● **WHAT THE EXERCISE ASKS**:
Whichever lines of the entries hold the word "collar" should be identified and copied.
**********
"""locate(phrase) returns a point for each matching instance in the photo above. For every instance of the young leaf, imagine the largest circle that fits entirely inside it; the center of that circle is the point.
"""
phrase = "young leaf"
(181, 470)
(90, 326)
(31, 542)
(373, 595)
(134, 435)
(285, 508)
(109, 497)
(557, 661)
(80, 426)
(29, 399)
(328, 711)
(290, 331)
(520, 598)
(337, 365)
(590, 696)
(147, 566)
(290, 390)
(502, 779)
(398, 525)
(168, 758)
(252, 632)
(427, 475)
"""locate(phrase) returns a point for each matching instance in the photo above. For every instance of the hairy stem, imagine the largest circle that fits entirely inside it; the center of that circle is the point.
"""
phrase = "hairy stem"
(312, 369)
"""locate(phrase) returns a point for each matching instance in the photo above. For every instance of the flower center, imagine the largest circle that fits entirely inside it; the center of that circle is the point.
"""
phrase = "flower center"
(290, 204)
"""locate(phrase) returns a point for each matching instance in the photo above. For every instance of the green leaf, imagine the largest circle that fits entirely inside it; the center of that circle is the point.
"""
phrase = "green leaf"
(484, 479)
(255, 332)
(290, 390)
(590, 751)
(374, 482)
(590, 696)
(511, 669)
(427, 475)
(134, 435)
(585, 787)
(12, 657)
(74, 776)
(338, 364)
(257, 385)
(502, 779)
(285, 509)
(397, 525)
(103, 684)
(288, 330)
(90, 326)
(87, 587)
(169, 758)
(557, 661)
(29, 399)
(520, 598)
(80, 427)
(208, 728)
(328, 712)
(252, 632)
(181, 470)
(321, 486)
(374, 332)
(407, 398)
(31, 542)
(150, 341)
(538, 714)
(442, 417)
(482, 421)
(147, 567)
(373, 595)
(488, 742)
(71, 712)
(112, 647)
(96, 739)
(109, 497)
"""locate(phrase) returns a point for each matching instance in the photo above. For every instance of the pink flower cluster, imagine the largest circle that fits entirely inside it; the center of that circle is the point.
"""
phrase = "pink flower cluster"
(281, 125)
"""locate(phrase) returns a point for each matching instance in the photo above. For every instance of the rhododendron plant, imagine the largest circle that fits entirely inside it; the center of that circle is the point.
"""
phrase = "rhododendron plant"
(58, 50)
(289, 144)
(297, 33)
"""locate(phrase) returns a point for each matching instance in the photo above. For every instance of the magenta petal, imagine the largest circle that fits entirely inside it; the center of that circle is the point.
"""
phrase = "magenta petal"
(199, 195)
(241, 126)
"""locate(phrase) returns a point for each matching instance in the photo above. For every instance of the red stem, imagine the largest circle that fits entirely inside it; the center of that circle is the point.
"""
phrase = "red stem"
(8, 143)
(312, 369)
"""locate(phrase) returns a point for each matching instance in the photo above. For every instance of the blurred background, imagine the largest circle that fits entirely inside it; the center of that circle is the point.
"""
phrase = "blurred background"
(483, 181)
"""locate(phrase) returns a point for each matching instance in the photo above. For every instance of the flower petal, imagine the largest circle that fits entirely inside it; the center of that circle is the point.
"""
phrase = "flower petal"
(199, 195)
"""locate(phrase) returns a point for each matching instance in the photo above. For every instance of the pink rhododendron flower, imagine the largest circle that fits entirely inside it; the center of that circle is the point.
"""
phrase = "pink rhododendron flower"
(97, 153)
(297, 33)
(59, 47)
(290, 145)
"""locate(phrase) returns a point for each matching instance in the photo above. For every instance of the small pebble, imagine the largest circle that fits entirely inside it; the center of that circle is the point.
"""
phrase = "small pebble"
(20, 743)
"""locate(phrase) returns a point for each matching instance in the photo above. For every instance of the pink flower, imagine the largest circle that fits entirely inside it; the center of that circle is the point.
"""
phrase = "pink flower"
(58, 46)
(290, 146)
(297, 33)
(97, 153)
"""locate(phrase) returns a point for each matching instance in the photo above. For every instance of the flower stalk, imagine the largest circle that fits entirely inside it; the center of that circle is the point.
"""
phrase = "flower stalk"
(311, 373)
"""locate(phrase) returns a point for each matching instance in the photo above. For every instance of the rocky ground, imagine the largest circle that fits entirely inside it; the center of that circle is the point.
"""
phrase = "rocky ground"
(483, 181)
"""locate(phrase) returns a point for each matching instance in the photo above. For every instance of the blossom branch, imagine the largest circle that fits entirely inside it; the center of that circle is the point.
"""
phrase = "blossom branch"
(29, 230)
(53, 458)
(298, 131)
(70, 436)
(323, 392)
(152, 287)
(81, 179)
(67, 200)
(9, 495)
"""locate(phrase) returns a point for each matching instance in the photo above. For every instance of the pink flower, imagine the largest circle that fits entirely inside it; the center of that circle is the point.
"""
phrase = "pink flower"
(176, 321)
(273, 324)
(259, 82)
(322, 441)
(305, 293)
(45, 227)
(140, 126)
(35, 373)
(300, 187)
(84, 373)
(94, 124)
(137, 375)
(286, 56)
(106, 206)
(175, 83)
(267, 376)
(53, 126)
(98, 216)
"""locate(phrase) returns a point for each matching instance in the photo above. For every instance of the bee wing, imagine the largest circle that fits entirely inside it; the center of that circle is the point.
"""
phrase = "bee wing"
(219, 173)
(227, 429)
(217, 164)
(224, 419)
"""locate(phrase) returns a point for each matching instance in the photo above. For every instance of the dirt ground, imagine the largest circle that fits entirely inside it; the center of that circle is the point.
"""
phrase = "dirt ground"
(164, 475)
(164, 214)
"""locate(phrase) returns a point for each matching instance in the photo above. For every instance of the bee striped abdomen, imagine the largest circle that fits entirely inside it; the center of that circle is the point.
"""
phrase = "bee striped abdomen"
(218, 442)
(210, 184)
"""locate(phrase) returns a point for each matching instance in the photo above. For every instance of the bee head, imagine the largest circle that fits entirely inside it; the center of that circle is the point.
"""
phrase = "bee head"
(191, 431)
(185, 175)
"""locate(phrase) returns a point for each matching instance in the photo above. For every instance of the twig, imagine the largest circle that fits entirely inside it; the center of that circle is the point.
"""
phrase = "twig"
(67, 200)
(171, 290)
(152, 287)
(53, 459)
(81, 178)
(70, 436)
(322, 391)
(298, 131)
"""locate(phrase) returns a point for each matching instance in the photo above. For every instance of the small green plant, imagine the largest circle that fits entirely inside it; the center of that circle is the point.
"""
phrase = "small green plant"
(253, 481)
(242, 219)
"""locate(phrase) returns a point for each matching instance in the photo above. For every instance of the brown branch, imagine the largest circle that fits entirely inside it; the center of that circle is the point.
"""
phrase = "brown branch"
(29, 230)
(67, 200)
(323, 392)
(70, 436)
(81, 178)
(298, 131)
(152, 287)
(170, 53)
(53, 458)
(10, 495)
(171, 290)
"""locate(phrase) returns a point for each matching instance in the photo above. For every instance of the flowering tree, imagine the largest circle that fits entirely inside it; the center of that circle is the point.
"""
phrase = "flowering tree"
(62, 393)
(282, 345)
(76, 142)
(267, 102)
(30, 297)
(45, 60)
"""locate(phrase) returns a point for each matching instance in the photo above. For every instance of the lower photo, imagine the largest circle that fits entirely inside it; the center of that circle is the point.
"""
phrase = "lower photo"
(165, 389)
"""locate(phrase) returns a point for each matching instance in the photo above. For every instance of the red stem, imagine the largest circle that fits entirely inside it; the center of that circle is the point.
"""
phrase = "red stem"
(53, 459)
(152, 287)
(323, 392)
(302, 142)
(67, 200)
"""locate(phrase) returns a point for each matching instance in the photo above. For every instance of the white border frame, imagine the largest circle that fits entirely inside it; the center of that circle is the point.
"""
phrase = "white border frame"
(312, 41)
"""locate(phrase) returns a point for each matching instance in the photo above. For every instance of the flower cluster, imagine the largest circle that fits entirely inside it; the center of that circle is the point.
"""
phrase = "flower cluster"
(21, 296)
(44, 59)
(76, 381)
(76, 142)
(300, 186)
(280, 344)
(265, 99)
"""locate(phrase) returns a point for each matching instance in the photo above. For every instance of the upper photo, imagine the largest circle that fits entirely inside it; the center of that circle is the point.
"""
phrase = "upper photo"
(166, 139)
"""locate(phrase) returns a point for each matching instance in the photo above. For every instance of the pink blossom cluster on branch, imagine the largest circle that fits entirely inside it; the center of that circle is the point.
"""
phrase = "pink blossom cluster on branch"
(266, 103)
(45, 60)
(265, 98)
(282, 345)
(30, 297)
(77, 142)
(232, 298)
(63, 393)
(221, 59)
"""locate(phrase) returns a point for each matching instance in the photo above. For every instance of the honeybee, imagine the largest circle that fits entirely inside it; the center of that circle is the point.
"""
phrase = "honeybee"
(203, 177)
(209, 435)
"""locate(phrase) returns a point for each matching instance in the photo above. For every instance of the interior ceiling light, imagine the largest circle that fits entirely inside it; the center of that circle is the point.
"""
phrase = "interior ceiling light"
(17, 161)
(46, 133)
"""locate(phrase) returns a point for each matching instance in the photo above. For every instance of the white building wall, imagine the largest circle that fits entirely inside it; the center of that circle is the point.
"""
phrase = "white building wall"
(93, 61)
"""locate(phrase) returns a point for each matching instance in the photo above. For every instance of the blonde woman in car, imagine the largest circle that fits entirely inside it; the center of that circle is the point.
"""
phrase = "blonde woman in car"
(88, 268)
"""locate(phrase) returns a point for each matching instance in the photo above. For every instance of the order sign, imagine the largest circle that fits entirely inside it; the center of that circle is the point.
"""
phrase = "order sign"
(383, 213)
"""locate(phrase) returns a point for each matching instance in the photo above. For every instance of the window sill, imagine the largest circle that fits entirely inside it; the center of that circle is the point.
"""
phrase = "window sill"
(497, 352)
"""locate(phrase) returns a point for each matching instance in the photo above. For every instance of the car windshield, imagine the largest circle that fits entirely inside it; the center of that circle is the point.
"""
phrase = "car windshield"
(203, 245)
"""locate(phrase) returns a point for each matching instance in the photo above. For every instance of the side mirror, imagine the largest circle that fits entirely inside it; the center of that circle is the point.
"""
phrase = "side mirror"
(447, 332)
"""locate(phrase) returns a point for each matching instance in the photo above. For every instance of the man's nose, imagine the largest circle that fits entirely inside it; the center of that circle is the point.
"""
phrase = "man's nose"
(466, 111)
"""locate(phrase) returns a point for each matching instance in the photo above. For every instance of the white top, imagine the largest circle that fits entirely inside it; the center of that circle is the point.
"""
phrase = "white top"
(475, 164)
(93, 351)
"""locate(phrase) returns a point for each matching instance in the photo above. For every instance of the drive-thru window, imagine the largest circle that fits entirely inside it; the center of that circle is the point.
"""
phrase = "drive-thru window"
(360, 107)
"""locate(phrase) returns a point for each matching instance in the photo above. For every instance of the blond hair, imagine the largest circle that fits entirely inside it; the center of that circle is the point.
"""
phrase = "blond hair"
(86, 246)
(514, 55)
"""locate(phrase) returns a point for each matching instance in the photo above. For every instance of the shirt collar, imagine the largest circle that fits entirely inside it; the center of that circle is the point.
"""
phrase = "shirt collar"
**********
● **RESULT**:
"""locate(phrase) returns a point for each matching instance in the photo above. For every instance of the shirt collar, imagine the largest circle that fits entirely inside it; the center of that circle is the point.
phrase = "shirt collar"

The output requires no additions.